* [Data to use]
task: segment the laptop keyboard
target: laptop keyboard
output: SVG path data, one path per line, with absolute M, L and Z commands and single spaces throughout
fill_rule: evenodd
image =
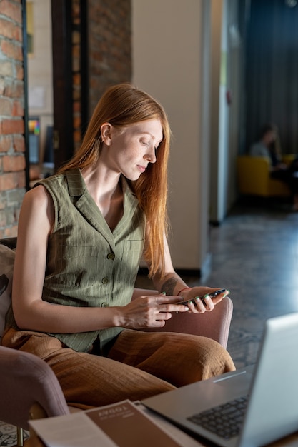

* [What you need to do] Rewrite the rows above with each "laptop keyboard" changed to "laptop touchpad" and everything else left unchanged. Omit the pictures.

* [Written answer]
task: segment the laptop touchpad
target: laptop touchpad
output: SVG path data, one path per line, with absolute M, L and Z commands and single spaces throughout
fill_rule: evenodd
image =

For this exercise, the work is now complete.